_PROBLEM DETAILS_
Rewrite these records with every "Target" replaced by "Object", leaving everything else unchanged.

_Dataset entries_
= = = =

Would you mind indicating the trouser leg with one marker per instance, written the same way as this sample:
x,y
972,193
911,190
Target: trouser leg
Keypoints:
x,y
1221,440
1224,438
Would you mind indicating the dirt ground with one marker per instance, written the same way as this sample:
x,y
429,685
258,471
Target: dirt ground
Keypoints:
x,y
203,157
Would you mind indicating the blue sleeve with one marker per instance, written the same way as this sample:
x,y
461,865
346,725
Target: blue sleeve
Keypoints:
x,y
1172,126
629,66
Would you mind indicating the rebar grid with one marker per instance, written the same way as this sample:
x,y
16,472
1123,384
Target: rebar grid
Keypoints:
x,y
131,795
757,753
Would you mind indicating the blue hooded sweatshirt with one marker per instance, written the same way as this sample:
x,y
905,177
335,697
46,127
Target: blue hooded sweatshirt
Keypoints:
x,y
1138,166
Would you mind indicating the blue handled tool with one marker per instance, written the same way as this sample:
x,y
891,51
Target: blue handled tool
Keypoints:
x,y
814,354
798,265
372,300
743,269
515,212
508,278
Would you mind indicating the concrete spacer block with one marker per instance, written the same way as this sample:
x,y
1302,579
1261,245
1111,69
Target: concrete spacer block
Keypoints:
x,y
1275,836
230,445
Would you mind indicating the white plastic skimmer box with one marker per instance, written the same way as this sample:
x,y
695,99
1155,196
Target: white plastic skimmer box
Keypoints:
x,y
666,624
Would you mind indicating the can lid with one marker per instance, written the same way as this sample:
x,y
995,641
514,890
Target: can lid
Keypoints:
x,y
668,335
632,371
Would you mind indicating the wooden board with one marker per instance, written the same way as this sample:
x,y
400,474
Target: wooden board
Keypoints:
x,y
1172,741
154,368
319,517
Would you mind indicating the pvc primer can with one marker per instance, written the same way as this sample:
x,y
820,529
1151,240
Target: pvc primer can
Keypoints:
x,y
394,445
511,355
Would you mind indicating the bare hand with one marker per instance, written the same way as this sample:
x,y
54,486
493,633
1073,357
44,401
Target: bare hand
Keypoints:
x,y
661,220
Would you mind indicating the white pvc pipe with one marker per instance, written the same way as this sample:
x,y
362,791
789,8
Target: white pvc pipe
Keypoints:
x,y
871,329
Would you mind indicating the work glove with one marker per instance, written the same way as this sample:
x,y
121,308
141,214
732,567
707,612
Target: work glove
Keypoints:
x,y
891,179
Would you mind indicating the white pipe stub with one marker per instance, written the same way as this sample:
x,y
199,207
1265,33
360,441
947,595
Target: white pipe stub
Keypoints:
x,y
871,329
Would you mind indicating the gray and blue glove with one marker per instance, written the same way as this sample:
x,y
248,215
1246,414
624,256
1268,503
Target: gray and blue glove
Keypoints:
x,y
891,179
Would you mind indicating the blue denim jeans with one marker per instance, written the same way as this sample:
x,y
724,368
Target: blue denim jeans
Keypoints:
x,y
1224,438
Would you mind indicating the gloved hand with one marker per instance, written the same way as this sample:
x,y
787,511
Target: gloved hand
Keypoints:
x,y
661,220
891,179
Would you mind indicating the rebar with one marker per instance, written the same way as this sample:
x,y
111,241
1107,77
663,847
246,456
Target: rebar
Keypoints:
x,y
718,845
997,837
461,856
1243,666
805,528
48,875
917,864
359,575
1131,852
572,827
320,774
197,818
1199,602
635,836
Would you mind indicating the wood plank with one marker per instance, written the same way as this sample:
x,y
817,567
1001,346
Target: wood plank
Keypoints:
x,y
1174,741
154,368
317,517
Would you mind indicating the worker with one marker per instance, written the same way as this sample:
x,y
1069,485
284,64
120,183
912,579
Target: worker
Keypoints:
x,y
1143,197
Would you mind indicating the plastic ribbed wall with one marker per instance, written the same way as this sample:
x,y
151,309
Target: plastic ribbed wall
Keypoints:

= = = =

_RESPONSE FOR THIS EXERCISE_
Would you mind indicating the trouser leg with one marker per instance, written the same way as this sample:
x,y
972,193
911,190
Object: trouser leg
Keypoints:
x,y
1221,440
1224,438
Would you mind indicating the dirt ground with one marker per instance, written the same way as this sample:
x,y
429,685
258,471
Object: dirt ground
Keypoints:
x,y
203,157
Would you mind indicating the blue sleeve with one marker per instance, written the same way as this sample:
x,y
461,865
346,725
Object: blue sleeve
Keypoints:
x,y
1172,126
629,66
Would you mind indicating the rebar grid with one marker per instance, written the same way as this sample:
x,y
16,472
1123,384
Object: rebar grid
Keypoints:
x,y
131,795
757,753
Would you mind indicating the blue hooded sweatshirt with one marker per instance, written the same way as this sample:
x,y
905,177
335,697
46,127
Object: blue hooded sweatshirt
Keypoints:
x,y
1138,166
Would you mind indicating the blue handled tool with one marker per instance, written the same way as this sample:
x,y
891,51
Object: blue handled tool
Keypoints:
x,y
814,354
798,265
372,300
743,269
515,212
508,278
Would you mind indicating the concrete spacer block with one marker per instance, written the same way as this sample:
x,y
1302,579
1261,245
1111,69
Object: concrete spacer block
Keypoints:
x,y
1275,836
230,445
Would you mind indicating the white plastic skimmer box with one marker per instance, written the same way as this sample:
x,y
695,99
1155,196
Object: white plastic skimmer box
Keypoints:
x,y
666,624
Would you mind indicating the can lid with one marker per instance, written the same way as this sample:
x,y
995,641
514,890
Object: can lid
Keypoints:
x,y
668,335
632,371
Would you mind indicating the wooden board with one marker per instance, written the same way as this sample:
x,y
400,474
Object: wooden board
Keypoints:
x,y
1172,741
154,368
319,517
Would you mind indicating the pvc primer can with one marker per instance, written the same way as this sample:
x,y
820,529
1151,240
Object: pvc primer can
Keypoints:
x,y
394,445
511,355
Would you mind indicating the bare hand with one marker per instance, written the same way as this sample:
x,y
54,486
493,633
1073,357
44,401
Object: bare hand
Keypoints:
x,y
661,220
Would you mind indicating the white pvc pipe with one marker per instance, written the same way as this sample:
x,y
362,791
789,8
Object: white pvc pipe
Keypoints:
x,y
871,329
Would you mind indicating the work glove with one marker per instance, written the same way as this sample:
x,y
121,308
141,214
732,567
707,612
Object: work glove
Keypoints:
x,y
891,179
Would you mind indicating the white pipe stub with one marker per instance, written the same way as this sample:
x,y
199,207
1265,33
360,441
947,595
Object: white pipe stub
Keypoints:
x,y
871,329
Would you mind indicating the gray and blue glove with one marker per instance, written the same way as this sample:
x,y
248,215
1246,414
624,256
1268,503
Object: gray and blue glove
Keypoints:
x,y
891,179
Would you mind indicating the blue denim jeans with one marker per instance, written the same way as this sample:
x,y
724,368
Object: blue denim jeans
Keypoints:
x,y
1224,438
Would you mind indicating the gloved hand with one marker per instance, written the same way as this sample:
x,y
787,511
Object: gloved hand
Keypoints:
x,y
661,220
891,179
Would you mind indicating the rebar with one marker per instance, written the same way as this sample:
x,y
111,241
1107,77
663,847
246,456
Object: rebar
Keypoints:
x,y
718,845
997,837
461,856
1243,666
805,528
48,875
917,864
359,575
1131,852
572,827
320,774
197,818
1199,602
635,836
Would you mind indicating the wood plank with one marker per instance, written the same way as this sample:
x,y
817,567
1001,346
Object: wood plank
Keypoints:
x,y
1174,741
154,368
317,517
Would you mind indicating the worker with one marker per instance, written the same way as this sample:
x,y
1069,485
284,64
120,183
912,579
Object: worker
Keypoints:
x,y
1143,197
Would you mind indicating the plastic ribbed wall with one marker per instance, written the same way as this sample:
x,y
151,309
Object: plastic ribbed wall
Keypoints:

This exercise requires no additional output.